Task goal:
Extract each line of the records below that contains the word "shirt", reproducing every such line in full.

****************

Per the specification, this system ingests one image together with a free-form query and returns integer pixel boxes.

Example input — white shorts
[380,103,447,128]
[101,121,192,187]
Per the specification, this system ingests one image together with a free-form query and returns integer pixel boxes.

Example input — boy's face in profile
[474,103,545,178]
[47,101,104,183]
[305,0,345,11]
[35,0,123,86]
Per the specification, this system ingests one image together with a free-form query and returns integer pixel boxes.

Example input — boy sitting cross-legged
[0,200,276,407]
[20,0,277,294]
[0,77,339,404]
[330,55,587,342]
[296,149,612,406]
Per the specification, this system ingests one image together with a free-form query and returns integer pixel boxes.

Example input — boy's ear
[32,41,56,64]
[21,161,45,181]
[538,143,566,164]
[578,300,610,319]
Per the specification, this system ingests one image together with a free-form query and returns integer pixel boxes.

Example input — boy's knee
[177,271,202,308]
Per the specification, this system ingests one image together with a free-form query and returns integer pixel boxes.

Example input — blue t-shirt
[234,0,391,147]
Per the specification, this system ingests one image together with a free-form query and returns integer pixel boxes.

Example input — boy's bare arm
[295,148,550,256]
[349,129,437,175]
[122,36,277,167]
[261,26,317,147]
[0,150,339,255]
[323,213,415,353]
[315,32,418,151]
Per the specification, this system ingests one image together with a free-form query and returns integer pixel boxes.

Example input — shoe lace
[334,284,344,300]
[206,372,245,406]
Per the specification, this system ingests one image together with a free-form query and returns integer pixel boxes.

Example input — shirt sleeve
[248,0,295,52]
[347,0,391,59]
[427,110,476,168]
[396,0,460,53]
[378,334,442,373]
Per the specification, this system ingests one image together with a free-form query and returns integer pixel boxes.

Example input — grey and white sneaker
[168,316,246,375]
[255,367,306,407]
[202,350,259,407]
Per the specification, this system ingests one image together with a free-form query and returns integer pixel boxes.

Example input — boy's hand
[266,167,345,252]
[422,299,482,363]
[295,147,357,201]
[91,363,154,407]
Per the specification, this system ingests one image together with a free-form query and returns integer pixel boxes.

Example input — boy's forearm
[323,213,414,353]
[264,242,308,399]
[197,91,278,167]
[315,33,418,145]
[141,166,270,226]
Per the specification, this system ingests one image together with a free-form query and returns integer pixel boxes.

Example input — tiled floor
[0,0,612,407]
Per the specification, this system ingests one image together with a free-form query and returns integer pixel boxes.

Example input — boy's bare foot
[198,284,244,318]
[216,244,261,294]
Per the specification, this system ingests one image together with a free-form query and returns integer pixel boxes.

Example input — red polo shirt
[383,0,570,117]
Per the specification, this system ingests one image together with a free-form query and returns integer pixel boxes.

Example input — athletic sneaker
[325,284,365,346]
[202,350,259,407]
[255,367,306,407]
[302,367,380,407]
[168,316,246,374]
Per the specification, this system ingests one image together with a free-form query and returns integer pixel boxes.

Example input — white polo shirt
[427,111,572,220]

****************

The answer:
Example input — blue t-shirt
Example input — shirt sleeve
Example input — red polo shirt
Example input — white polo shirt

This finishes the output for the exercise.